# START OF THE DATA

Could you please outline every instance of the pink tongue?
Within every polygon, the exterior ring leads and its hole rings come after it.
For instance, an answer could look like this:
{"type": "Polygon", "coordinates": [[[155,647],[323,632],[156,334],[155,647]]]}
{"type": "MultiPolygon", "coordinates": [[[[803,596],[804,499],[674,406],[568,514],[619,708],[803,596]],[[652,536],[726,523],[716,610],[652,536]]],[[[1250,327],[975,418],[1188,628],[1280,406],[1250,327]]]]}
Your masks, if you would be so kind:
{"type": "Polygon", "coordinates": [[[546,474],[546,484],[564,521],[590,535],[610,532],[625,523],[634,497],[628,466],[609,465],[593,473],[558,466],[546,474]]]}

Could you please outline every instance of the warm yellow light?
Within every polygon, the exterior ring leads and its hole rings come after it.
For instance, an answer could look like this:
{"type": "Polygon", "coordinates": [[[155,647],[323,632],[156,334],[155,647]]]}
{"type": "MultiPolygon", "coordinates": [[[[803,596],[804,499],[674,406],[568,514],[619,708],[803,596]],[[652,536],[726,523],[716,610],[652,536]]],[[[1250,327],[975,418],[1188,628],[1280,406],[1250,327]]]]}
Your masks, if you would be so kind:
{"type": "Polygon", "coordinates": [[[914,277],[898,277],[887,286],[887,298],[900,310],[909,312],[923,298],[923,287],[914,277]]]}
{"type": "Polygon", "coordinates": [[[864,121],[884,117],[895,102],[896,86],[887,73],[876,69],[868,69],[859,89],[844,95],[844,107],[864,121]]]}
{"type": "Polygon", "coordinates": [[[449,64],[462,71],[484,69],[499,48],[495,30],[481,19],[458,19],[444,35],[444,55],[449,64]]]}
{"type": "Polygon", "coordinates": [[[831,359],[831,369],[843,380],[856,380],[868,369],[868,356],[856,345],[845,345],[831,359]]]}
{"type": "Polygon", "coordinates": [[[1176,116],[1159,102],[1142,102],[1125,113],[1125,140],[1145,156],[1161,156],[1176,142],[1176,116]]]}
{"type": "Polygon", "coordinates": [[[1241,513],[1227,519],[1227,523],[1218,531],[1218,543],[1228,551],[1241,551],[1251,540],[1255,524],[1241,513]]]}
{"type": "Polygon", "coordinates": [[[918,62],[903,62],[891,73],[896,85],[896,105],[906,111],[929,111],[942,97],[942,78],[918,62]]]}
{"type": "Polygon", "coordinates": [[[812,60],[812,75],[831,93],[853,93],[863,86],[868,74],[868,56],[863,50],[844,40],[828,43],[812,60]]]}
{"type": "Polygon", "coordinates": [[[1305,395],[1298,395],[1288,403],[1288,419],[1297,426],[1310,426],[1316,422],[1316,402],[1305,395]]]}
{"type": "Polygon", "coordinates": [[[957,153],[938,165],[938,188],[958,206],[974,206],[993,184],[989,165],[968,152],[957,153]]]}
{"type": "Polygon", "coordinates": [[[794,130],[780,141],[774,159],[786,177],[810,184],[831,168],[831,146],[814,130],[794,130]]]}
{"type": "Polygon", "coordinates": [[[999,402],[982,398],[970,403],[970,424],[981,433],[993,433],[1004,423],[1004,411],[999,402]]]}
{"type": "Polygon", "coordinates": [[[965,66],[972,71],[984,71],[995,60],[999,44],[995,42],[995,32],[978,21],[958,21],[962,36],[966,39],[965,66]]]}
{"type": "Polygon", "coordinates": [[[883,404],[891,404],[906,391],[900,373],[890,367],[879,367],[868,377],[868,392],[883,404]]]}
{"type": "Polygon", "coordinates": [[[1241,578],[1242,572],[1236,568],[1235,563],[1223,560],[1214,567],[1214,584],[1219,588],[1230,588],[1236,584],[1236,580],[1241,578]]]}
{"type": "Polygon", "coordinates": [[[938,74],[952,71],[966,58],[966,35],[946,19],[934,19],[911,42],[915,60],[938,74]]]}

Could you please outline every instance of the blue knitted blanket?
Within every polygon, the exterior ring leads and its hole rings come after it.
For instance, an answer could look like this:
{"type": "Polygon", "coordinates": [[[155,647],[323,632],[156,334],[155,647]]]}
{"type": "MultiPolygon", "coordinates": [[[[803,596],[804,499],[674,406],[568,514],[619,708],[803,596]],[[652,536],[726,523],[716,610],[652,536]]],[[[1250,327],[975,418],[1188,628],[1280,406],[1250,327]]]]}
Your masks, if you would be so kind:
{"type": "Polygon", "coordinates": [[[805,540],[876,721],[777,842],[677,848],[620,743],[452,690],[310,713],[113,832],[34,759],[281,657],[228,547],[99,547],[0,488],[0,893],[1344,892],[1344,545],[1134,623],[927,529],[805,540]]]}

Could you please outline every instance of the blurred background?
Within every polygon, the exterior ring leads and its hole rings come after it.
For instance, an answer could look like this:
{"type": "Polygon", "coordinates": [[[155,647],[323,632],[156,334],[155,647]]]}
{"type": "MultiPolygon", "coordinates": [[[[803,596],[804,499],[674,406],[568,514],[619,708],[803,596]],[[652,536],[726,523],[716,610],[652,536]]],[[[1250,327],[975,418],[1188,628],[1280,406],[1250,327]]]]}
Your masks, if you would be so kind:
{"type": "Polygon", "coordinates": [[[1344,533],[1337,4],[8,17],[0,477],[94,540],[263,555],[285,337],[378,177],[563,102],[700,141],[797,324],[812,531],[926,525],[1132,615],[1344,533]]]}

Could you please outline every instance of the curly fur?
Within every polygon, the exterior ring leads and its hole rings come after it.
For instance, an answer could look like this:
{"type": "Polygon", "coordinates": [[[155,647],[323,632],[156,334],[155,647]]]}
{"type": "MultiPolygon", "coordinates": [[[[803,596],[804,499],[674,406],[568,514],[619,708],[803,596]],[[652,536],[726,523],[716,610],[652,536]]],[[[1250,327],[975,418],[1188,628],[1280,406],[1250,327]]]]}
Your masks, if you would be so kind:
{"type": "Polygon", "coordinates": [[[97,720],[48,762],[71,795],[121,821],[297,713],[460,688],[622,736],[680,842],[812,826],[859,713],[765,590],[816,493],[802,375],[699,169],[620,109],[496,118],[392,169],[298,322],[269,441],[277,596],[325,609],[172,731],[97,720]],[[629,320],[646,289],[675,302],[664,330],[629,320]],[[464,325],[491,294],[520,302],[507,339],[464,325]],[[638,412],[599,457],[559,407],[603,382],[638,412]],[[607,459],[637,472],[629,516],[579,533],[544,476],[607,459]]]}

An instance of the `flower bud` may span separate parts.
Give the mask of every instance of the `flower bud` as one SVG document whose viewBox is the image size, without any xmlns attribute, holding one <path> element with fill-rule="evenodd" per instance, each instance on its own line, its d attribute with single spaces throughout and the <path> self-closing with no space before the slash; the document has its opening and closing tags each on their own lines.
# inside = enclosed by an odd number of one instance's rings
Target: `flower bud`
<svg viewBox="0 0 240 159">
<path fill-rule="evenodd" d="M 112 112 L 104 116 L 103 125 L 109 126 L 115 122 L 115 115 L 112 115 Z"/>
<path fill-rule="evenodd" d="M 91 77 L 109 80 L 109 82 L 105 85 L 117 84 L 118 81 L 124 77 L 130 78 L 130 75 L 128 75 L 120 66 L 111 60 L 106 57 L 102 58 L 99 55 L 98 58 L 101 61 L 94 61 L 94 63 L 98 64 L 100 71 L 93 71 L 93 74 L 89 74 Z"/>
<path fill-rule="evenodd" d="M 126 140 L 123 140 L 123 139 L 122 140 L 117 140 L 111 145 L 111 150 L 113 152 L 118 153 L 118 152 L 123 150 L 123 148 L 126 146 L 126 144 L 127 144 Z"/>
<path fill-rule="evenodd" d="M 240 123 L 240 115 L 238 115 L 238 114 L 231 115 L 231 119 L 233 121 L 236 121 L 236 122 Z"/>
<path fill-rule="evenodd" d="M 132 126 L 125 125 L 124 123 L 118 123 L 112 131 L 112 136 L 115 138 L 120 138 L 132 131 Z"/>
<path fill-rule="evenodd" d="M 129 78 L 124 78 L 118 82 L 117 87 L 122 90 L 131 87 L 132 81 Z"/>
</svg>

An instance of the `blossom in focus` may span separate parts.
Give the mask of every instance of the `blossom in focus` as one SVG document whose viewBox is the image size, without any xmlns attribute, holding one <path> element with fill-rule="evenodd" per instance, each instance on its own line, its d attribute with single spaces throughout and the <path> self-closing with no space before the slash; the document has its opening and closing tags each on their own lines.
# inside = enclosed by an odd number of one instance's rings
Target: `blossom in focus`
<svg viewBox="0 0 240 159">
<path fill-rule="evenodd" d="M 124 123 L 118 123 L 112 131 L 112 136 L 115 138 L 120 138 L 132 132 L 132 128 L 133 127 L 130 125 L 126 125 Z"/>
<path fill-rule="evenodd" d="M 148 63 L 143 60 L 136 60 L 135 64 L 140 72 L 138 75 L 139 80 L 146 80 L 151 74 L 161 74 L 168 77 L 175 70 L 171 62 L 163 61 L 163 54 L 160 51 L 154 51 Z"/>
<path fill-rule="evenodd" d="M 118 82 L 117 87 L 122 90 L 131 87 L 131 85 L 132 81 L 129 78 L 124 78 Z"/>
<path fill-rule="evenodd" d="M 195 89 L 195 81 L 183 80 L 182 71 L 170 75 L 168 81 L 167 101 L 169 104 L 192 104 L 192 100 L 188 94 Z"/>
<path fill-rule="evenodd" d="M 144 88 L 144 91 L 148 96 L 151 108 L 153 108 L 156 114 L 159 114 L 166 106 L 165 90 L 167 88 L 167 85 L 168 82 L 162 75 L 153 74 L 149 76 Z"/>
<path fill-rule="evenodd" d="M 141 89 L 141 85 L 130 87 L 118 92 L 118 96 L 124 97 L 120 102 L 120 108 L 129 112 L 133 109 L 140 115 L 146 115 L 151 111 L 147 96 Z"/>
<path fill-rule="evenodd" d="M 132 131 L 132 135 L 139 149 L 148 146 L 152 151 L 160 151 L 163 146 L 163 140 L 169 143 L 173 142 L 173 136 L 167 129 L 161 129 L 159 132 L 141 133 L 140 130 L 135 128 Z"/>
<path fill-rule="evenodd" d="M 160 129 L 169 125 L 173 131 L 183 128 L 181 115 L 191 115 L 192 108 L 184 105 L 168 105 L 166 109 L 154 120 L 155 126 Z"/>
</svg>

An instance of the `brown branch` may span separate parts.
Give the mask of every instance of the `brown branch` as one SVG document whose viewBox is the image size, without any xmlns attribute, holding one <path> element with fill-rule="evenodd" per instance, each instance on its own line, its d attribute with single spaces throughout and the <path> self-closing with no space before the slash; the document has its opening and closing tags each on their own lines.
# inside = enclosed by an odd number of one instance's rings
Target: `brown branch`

# END OF THE DATA

▸ **AIM OF THE TASK**
Pull out every line of the listing above that contains the string "xmlns", matching case exactly.

▸ **OUTPUT OF THE EXERCISE**
Give the mask of every instance of the `flower bud` as one SVG document whose viewBox is the image size, without any xmlns attribute, holding one <path> element with fill-rule="evenodd" per instance, each instance on its own line, its d attribute with single spaces throughout and the <path> self-closing with no space before the slash; the document has its opening and closing tags each on their own lines.
Give the mask of every instance of the `blossom in focus` as one SVG document whose viewBox is the image size, without any xmlns attribute, holding one <path> element with fill-rule="evenodd" per instance, each instance on its own line, its d attribute with single spaces throughout and the <path> self-closing with no space before the slash; the document has its opening and closing tags each on their own lines.
Give the mask of every instance of the `brown branch` as one SVG document whose viewBox is the image size, without any xmlns attribute, holding one <path> element with fill-rule="evenodd" per instance, each instance on its own line, its d attribute with single spaces throughout and the <path> self-closing with no space before the slash; the document has its opening and closing tags each on their own lines.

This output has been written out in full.